SOURCE:
━━━━━━━━━━━━━━━━━━━━
A Primer on OAuth 2.0 for Client-Side Applications: Part 2

  • By Johann Nallathamby
  • 5 May, 2020

Introduction

This is the second part of a four-part article series. In the first article, I looked at the broader categories of client-side applications (CSA), their legacy and more recent authentication and API authorization standards, and their pros and cons.

In this part, I will discuss the challenges in CSAs, standard and non-standard recommendations that are widely employed to overcome those challenges, and some of the non-standard solution patterns for single-page applications (SPA) to overcome limitations in the existing standards I have discussed in part one, specifically regarding OAuth 2.0 proxy patterns.

Challenges in OAuth 2.0 Public Clients

If client credentials are compromised, the following threats become imminent.

  • An illegitimate client can invoke APIs protected with a client credentials grant flow, which it is not authorized to invoke.
  • An illegitimate client can perform a denial-of-service attack on the resource server.
  • An illegitimate client can impersonate a legitimate client to trick the user, to obtain his/her consent and access resources on behalf of the legitimate user.

If access tokens are compromised, the following threats become imminent:

  • An illegitimate client can invoke APIs that it is not authorized to invoke.
  • An illegitimate client can eat-out the throttling quota associated with an access token.

If refresh tokens are compromised, the following threats become imminent:

  • An illegitimate client can invoke the OAuth 2.0 token endpoint using refresh_token grant flow with the refresh token without even requiring client authentication.

Recommendations for OAuth 2.0 Public Clients

The following recommendations are provided to mitigate threats due to compromised client credentials:

  • Reject any access tokens used to access APIs, which are issued under a client credential grant flow.
  • The authorization server must require public clients to register their redirect URIs and enforce a strict validation with the redirect_uri parameter in the authorization request.
  • Provision per-instance client identifiers for native applications. The OAuth 2.0 Dynamic Client Registration profile (RFC 7591) [1] may be used for this purpose.
  • One-time-use client identifiers / rolling client identifiers.

The following recommendations mitigate threats owing to compromised access tokens:

  • “Per user per client” throttling limits.
  • One-time-use access tokens / rolling access tokens / access token chaining.
  • Heuristic algorithms to detect token fraud.

The following recommendations mitigate threats due to compromised refresh tokens:

  • One-time-use refresh tokens / rolling refresh tokens

One-time-use Client Identifiers / Rolling Client Identifiers

With one-time-use client identifiers / rolling client identifiers, each time you load the SPA from the backend, after the OAuth 2.0 authorization redirect, you get a new client identifier embedded in the JavaScript. Each new client identifier is valid only for one use and is invalidated at its first use at the authorization server. Each instance of the SPA will have its own client identifier, instead of sharing the same client identifier in all the instances. The sequence of client identifiers generated is structured in a parent-child hierarchy at the authorization server, which allows it to easily trace the sequence of client identifiers generated for that particular SPA. The throttling limits are enforced on this first client identifier.
━━━━━━━━━━━━━━━━━━━━
PARTS OF THE EXERCISE:
(A) From the OAuth 2.0 primer, copy word for word the passage between "This is the" and "2.0 proxy patterns.", inclusive.
(B) List the recommendations that the OAuth 2.0 primer gives for mitigating threats from compromised client credentials.
(C) Continue the OAuth 2.0 primer, picking up right after its final sentence.

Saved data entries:
━━━━━━━━━━━━━━━━━━━━
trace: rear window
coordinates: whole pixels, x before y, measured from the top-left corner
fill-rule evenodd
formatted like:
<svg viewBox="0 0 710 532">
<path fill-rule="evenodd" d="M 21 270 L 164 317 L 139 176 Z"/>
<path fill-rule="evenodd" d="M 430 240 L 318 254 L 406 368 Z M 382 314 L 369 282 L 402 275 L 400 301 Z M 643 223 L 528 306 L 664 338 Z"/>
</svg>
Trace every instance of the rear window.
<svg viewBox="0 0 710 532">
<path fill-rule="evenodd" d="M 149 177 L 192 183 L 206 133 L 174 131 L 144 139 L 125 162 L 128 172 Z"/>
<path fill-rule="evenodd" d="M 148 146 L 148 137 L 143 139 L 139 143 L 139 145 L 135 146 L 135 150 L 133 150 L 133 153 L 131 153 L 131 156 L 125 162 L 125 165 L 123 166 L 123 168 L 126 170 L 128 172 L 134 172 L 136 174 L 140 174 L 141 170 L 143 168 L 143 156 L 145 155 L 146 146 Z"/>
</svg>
━━━━━━━━━━━━━━━━━━━━
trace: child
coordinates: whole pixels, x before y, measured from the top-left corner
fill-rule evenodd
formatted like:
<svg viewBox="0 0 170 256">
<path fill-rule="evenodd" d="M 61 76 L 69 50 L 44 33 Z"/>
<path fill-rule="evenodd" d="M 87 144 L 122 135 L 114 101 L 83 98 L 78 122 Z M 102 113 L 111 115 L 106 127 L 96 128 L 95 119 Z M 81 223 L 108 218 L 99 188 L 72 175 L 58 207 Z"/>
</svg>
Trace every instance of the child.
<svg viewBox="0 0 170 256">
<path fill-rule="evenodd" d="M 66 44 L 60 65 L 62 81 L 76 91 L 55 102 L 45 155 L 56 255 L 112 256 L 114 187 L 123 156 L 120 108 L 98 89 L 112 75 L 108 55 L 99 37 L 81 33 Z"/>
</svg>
━━━━━━━━━━━━━━━━━━━━
ANSWERS:
(A)
This is the second part of a four-part article series. In the first article, I looked at the broader categories of client-side applications (CSA), their legacy and more recent authentication and API authorization standards, and their pros and cons.

In this part, I will discuss the challenges in CSAs, standard and non-standard recommendations that are widely employed to overcome those challenges, and some of the non-standard solution patterns for single-page applications (SPA) to overcome limitations in the existing standards I have discussed in part one, specifically regarding OAuth 2.0 proxy patterns.

(B)
- Reject any access tokens used to access APIs, which are issued under a client credential grant flow.
- The authorization server must require public clients to register their redirect URIs and enforce a strict validation with the redirect_uri parameter in the authorization request.
- Provision per-instance client identifiers for native applications. The OAuth 2.0 Dynamic Client Registration profile (RFC 7591) may be used for this purpose.
- One-time-use client identifiers / rolling client identifiers.

(C)
This makes it harder for a rogue client application to steal a client identifier to get an access token using it and eat-out the throttling quota of the legitimate application. In order to do so, for each request, it has to load the legitimate SPA and scrape through it to find the next valid client identifier. This kind of attack can be mitigated by enforcing denial-of-service protection measures at the SPA, and possibly deny listing the rogue client.

Per-user per-client Throttling Limits

By enforcing “per-user per-client” throttling limits, instead of only “per-client” throttling limits, a rogue client can only eat-out the throttling quota of the user whom the access token was granted to. All other legitimate users of the same application are not affected.

One-time-use Access Tokens / Rolling Access Tokens

With one-time-use access tokens/rolling access tokens/chaining access tokens, an access token can only be used once at the resource server to access protected resources. On its first use, it is invalidated and a new access token is returned. The sequence of access tokens generated is mapped to the first access token in the authorization server. In order to get a new access token, the immediate previous invalidated access token has to be provided.

If the authorization server finds that the sequence of provided tokens is broken at any point in time, it will invalidate all the access tokens in the sequence. To make this even more effective, the lifetime of the access tokens have to be as short as possible.

Heuristic Algorithms to Detect Token Fraud

Existing token fraud detection methods rely largely on heuristic algorithms such as tracking sudden changes in IP addresses, browser or mobile fingerprinting, and flagging “unusual user behavior”. Unfortunately, these methods themselves can be inaccurate, easy to spoof, and difficult to implement.

One-time-use Refresh Tokens / Rolling Refresh Tokens

This recommendation comes straight from the “The OAuth 2.0 Authorization Framework” (RFC 6749). This was in fact the one and only recommendation available to mitigate the risk of refresh token breach at the time OAuth 2.0 was introduced. This recommendation would become indispensable in OAuth 2.0 public clients.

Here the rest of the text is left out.